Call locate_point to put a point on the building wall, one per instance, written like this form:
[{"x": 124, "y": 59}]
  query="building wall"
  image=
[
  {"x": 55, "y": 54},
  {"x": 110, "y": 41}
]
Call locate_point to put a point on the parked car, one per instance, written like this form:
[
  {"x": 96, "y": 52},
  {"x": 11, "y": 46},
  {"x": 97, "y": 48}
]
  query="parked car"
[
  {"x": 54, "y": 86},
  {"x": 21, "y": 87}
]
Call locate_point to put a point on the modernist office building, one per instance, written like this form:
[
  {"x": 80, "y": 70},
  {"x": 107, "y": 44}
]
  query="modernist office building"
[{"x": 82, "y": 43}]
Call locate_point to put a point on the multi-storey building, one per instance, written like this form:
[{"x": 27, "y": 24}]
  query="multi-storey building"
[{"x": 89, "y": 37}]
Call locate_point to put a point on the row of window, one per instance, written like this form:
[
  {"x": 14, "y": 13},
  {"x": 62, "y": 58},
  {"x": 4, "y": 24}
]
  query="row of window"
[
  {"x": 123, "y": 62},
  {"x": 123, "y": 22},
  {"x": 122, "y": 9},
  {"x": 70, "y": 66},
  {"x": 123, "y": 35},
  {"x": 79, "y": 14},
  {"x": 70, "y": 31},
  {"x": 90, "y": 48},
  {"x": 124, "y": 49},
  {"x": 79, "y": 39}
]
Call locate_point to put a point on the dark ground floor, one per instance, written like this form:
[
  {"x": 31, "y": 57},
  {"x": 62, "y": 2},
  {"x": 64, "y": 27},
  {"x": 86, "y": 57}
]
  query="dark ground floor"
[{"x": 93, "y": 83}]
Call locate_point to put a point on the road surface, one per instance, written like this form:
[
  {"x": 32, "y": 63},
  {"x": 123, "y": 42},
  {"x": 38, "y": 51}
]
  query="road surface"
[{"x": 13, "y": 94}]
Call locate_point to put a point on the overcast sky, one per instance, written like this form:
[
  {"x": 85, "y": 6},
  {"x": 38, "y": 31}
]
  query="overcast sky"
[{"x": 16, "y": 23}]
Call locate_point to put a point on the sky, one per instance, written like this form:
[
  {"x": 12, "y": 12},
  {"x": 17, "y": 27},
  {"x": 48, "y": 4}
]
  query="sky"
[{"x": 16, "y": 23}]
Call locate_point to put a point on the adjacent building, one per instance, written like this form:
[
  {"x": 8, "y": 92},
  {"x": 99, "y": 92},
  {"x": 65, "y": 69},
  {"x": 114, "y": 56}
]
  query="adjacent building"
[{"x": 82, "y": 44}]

* **About this exercise**:
Each line above where the word "wall" occurs should be returned in full.

* **Task response**:
Call locate_point to put a point on the building wall, one per instance, written like this form:
  query="building wall"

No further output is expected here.